*Instructions*:
**1)** Reproduce the heated den boxes thread between "http://farm5.static.flickr.com/4046/4339909540_86e5fc7d7f_b.jpg" and "G (Feb 7, 2010)", inclusive.
**2)** Write what comes next in the forum thread about heated den boxes, starting after its last line.

*Text provided*:
⁂

# Heated Den Boxes



## Tom (Feb 7, 2010)

The Rubbermaid was my first one. They shared it for several years and then Big Bertha decided to be Bert and started flipping Scooter on to his back, in the sun, in the summertime. Now they are mostly separated. The green wooden house is the one I just built for Bert. It used to be all one pen, but now you can see the dividing wall between the two houses. I like the wooden one better and it holds the heat in well. The wooden one is about 4'x4'. I'm designing and planning to build one big one, 10-12 feet long with a divider in the middle and a door on either end. The rubbermaid sheds work, but they are too drafty and its just too much space to heat up. They don't need all that vertical space.

http://farm5.static.flickr.com/4046/4339909540_86e5fc7d7f_b.jpg
http://farm3.static.flickr.com/2801/4339907150_6e64881d32_b.jpg
http://farm5.static.flickr.com/4020/4339160351_3cfd970876_b.jpg
http://farm3.static.flickr.com/2802/4339157471_35ed750b66_b.jpg


----------



## Yvonne G (Feb 7, 2010)

⁂

*Data block*:
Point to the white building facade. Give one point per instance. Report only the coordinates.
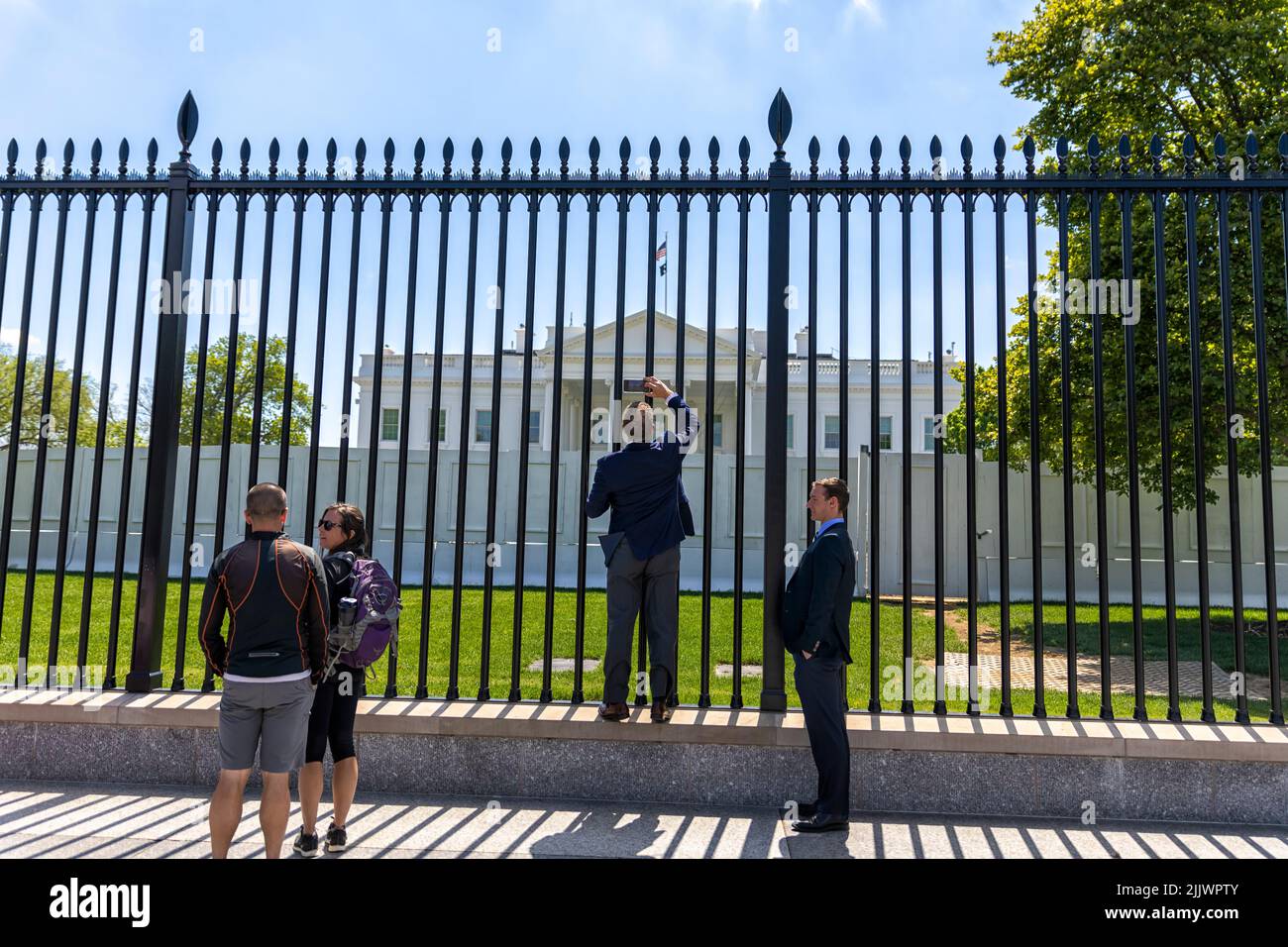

⁂

*Answers to the problems*:
**1)**
http://farm5.static.flickr.com/4046/4339909540_86e5fc7d7f_b.jpg
http://farm3.static.flickr.com/2801/4339907150_6e64881d32_b.jpg
http://farm5.static.flickr.com/4020/4339160351_3cfd970876_b.jpg
http://farm3.static.flickr.com/2802/4339157471_35ed750b66_b.jpg


----------



## Yvonne G (Feb 7, 2010)

**2)**
See, I'm just the opposite. I *WANT* all that vertical space so I can walk inside and clean it up better. I like your tort houses, and they are very similar to what I used to use. But the past two years I've changed them all out for insulated walk-in sheds.

Scroll down in this thread and see how Chipdog fixed the inside of his Rubbermaid deck box for the tortoises:

http://tortoiseforum.org/thread-4432-post-36546.html#pid36546


----------



## Tom (Feb 7, 2010)

emysemys said:


> See, I'm just the opposite. I *WANT* all that vertical space so I can walk inside and clean it up better. I like your tort houses, and they are very similar to what I used to use. But the past two years I've changed them all out for insulated walk-in sheds.
> 
> Scroll down in this thread and see how Chipdog fixed the inside of his Rubbermaid deck box for the tortoises:
> 
> http://tortoiseforum.org/thread-4432-post-36546.html#pid36546



I didn't measure the torts when I made the door for the wooden one. I measured the width of my RAKE! Ha Ha. It fits through the door perfectly. Cleans up in two or three swipes.

The temps are fine in there, so I don't think I need to do all that insulating. The wood actually insulates very well by itself.


----------



## Candy (Feb 7, 2010)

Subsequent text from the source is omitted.